As Delaware’s COVID hospitalization and positive-case rate continues to drop and more people are getting vaccinated, Gov. John Carney announced Thursday morning that restaurants and businesses will be able to open to 50% capacity, effective 8 a.m. Friday, Feb. 12.

Restaurants, retail locations, gyms, places of worship, arts venues, and other businesses must continue to follow social distancing and other COVID-19 restrictions issued by local and state governments as they open to half of their stated fire capacity.

“We are administering more vaccines each day, and we continue to see improvements in our COVID-19 case rates and hospitalizations statewide. That’s good news, but it’s no reason to let our guard down,” Carney said in a press statement.

This will be the first time since November restaurants will be able to seat more than a third of its indoor floor space, and it comes just ahead of the Valentine’s Day weekend. 

Indoor dining was set back to 30% in hopes to stave off a spike in COVID-19 cases triggered by holiday gatherings. In early December, Carney issued a 10 p.m. curfew on restaurants and bars for several weeks and limited the capacity for other businesses to 30%.

Still, coronavirus cases in Delaware spiked throughout the holiday season. Delaware recorded 107 hospitalizations statewide on Nov. 7 and 198 new cases on Nov. 11. By Jan. 12, the state reported 474 hospitalizations, and officials saw high case numbers each day.

But those numbers are now falling, with hospitalizations standing at 332 and new cases at 227 on Feb. 3. The low case count may be due to testing sites being canceled due to the recent snowstorm, but vaccination efforts are also in full swing, with events and access to pharmacies expanded last month.

Delaware has administered 110,707 vaccine shots and has 21,068 shots left as of Thursday morning. 

“We need to make sure we’re distributing the vaccine equitably across our state. That is a priority. And we need to limit the community spread of this virus. We know what works,” Carney said. “Until we can vaccinate enough Delawareans, continue to wear a mask. Avoid gatherings. Wash or sanitize your hands frequently. There is a light at the end of the tunnel. Let’s stay vigilant.”

**TASK REQUIREMENTS**
• 1. In the Delaware reopening article, how many hospitalizations did the state report on Jan. 12?
• 2. Does each statement below agree with the Delaware reopening article? Answer yes or no for each, quoting the words of the article that decide it.
(a) The move to 50% capacity took effect at 8 a.m. on Friday, Feb. 12.
(b) In early December, Carney set an 11 p.m. curfew on restaurants and bars.
(c) As of Thursday morning, Delaware had 21,068 vaccine shots left.
• 3. Can you reproduce the Delaware reopening article from "Still, coronavirus cases" to "expanded last month."?

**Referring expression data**

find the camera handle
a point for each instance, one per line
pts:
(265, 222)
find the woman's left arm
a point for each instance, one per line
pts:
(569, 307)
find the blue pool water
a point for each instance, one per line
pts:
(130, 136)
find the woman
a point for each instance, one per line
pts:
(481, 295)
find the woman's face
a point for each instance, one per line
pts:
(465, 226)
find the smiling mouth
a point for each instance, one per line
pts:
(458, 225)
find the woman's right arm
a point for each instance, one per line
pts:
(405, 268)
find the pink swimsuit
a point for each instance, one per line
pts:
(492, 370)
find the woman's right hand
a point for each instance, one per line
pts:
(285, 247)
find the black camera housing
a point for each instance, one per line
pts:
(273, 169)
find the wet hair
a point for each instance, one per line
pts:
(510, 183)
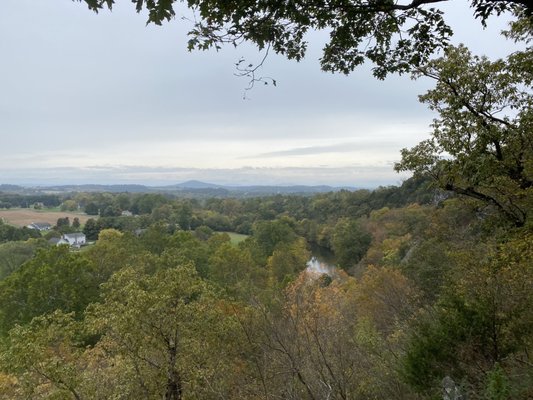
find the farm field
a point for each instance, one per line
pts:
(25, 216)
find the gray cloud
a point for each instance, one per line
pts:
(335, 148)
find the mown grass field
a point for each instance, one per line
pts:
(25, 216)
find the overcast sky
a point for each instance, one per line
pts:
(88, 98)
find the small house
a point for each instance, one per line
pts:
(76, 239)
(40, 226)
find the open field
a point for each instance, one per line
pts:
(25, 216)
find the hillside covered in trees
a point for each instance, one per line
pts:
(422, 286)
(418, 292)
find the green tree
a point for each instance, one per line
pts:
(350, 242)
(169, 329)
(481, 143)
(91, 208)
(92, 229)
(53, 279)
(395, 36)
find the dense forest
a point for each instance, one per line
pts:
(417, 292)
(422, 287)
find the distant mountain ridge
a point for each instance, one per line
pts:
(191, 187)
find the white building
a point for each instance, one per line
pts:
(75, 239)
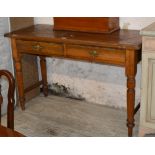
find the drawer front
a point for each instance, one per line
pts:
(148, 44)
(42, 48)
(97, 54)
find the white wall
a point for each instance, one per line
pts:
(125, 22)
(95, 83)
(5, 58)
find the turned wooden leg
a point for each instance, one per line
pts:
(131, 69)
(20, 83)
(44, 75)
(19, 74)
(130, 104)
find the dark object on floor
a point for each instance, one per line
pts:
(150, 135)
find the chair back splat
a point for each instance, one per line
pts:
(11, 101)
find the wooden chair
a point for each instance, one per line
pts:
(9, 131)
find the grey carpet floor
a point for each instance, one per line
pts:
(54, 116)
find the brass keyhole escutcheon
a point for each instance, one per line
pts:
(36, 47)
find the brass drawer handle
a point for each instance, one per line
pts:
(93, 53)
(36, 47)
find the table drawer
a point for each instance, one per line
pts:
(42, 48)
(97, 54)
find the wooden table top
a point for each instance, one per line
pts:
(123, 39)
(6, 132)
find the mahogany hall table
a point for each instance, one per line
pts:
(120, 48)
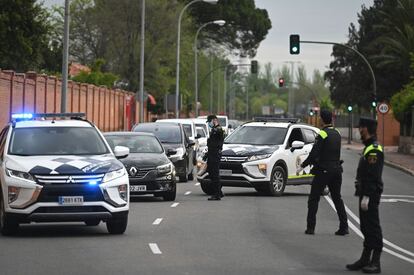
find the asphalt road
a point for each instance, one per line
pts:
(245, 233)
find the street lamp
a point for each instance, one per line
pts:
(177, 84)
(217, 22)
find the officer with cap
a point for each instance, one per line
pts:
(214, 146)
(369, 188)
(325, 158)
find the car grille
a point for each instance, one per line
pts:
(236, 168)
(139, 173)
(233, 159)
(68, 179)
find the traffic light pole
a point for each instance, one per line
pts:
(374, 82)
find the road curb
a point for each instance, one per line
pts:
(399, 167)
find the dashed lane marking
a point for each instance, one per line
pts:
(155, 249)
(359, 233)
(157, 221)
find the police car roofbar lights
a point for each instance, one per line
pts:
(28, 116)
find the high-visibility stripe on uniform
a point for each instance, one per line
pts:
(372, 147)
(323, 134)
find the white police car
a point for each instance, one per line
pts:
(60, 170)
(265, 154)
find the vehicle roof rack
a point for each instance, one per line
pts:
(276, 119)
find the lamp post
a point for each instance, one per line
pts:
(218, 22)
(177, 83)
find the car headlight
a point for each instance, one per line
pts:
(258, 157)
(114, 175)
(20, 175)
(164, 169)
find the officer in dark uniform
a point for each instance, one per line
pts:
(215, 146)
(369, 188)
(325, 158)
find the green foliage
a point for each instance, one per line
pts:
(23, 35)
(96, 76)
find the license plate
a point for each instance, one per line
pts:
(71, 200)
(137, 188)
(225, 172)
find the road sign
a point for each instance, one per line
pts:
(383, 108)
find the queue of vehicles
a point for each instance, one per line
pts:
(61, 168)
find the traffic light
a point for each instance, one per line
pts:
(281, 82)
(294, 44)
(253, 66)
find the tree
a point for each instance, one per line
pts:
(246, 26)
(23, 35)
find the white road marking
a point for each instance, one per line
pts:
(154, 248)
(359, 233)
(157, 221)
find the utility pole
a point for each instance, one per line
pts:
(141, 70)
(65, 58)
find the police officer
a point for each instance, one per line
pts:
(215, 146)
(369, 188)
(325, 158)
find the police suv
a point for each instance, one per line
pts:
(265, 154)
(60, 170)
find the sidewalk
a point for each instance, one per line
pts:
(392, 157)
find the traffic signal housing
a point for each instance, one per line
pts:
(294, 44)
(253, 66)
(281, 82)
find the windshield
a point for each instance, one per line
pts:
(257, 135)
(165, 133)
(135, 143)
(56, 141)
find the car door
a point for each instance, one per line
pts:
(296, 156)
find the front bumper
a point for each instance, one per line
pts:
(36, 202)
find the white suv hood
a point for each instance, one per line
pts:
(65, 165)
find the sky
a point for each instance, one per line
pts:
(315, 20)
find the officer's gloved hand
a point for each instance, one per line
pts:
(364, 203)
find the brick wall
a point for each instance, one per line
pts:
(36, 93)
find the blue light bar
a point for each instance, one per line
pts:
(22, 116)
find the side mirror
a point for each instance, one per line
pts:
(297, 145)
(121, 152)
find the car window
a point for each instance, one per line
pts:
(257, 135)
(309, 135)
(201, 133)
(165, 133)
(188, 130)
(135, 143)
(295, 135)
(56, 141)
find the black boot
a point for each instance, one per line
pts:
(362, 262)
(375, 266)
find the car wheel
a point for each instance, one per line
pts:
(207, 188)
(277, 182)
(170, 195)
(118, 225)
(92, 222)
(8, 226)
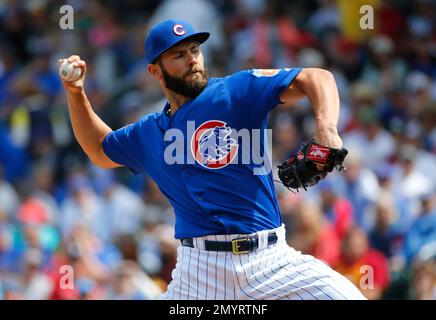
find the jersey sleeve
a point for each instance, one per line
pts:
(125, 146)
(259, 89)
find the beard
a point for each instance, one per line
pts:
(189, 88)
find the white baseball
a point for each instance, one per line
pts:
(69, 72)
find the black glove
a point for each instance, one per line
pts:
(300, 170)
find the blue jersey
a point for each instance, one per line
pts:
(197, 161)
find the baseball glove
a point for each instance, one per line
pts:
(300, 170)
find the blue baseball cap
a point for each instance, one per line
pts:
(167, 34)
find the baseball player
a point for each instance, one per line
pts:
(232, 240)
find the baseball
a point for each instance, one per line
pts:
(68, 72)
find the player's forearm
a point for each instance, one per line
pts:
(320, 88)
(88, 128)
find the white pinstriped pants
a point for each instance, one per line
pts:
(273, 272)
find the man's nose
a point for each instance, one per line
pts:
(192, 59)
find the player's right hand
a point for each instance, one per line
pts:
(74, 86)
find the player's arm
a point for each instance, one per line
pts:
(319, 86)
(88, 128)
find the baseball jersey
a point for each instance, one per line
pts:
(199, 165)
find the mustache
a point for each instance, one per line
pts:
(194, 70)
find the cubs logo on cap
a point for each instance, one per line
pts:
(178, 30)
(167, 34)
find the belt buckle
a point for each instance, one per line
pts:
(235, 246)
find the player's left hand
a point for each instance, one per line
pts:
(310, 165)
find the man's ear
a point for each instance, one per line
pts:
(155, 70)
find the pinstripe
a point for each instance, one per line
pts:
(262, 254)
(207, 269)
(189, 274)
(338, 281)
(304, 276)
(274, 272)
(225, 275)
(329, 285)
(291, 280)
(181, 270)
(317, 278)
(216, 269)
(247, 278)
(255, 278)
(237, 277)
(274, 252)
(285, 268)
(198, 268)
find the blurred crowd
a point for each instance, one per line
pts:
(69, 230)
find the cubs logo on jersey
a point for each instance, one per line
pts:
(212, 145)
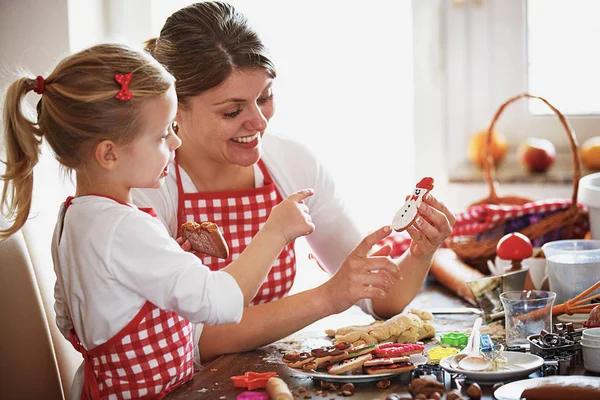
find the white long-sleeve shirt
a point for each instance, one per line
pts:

**SOLUTIONS BY TASK**
• 1. 474 hospitalizations.

• 2.
(a) Yes: "effective 8 a.m. Friday, Feb. 12."
(b) No: "Carney issued a 10 p.m. curfew on restaurants and bars"
(c) Yes: "has 21,068 shots left as of Thursday morning"

• 3.
Still, coronavirus cases in Delaware spiked throughout the holiday season. Delaware recorded 107 hospitalizations statewide on Nov. 7 and 198 new cases on Nov. 11. By Jan. 12, the state reported 474 hospitalizations, and officials saw high case numbers each day.

But those numbers are now falling, with hospitalizations standing at 332 and new cases at 227 on Feb. 3. The low case count may be due to testing sites being canceled due to the recent snowstorm, but vaccination efforts are also in full swing, with events and access to pharmacies expanded last month.